• [ACTION ITEM] Each line below that contains the word "nose" must be copied.

[[ DATA SUPPLIED, beginning ]]

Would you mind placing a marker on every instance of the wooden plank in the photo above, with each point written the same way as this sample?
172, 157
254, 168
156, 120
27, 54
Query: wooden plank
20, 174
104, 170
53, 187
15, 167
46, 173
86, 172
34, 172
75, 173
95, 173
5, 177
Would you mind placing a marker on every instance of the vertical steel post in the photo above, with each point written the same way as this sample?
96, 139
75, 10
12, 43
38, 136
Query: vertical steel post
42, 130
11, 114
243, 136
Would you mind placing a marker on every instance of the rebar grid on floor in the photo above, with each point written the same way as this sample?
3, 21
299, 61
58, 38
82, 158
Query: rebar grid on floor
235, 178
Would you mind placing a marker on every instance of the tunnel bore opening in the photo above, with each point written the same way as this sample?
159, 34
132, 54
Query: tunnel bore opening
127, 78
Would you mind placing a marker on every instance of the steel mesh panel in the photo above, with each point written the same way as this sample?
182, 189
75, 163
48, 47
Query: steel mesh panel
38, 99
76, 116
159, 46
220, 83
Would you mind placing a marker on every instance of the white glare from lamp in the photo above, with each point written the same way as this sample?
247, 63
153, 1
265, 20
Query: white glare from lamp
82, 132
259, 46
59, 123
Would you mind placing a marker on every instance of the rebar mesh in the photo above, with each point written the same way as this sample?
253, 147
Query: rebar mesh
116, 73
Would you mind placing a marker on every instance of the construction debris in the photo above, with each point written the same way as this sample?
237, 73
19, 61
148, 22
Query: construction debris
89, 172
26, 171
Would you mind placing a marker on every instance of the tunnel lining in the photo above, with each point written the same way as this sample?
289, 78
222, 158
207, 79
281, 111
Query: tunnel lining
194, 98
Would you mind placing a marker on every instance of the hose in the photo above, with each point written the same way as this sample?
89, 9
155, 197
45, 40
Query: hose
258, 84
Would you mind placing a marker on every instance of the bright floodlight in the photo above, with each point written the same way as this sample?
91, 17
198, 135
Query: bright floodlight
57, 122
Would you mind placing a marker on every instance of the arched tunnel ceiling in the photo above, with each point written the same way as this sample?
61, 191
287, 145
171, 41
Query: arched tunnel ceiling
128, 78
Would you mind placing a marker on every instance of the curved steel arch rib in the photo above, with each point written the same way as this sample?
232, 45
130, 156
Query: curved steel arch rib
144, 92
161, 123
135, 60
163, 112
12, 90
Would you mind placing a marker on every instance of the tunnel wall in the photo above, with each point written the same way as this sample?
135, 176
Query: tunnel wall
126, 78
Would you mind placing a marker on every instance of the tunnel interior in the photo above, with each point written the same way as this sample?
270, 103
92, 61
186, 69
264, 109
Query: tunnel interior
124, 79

[[ DATA SUPPLIED, end ]]
[[ DATA SUPPLIED, beginning ]]

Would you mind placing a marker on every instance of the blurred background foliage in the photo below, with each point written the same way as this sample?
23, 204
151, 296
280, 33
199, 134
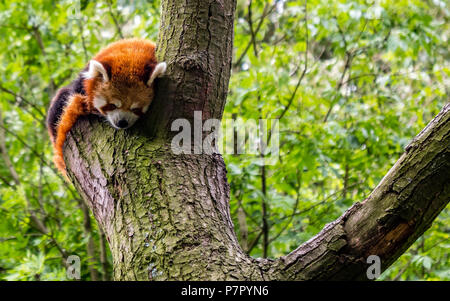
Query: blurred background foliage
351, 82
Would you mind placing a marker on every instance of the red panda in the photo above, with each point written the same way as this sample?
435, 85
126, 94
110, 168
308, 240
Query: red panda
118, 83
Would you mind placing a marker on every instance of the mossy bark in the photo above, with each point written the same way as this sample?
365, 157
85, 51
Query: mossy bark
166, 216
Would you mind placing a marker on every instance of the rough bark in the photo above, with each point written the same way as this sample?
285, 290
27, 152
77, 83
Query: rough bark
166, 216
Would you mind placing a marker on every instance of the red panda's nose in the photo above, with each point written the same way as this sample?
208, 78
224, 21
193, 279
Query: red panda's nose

[[ DATA SUPPLIED, end ]]

• [SOLUTION BELOW]
Would you mind placing a marker on every instance of the red panda's nose in the photo above, with each point written the same way as this sample?
Query: red panda's nose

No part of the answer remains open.